EXERCISE REQUIREMENTS>
Extract every line of the material below that contains the string "tight", treating uppercase and lowercase as different.

[Items from a dataset]
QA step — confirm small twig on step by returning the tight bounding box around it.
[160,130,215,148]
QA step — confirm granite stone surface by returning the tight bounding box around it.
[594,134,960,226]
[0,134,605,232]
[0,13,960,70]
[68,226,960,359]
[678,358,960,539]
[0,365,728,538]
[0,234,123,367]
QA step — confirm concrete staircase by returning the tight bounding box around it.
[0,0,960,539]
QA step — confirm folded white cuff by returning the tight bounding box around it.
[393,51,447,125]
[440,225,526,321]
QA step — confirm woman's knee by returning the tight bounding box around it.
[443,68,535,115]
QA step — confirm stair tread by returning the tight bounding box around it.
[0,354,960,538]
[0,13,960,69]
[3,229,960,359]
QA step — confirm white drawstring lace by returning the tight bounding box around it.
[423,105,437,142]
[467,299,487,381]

FINAL ANSWER>
QA step — confirm small twig on step by returning the tight bounding box around it.
QA step — confirm granite stone surface by returning the tight bounding box around it.
QA step — confirm concrete staircase by returning the tight bounding box around it.
QA step — confirm folded white cuff by returning the tight bounding box around it.
QA step — confirm woman's knee by returning the tight bounding box around it.
QA step — confirm stair tread by returning the tight bounding box around it.
QA step — confirm white drawstring lace by returning the tight bounding box around it.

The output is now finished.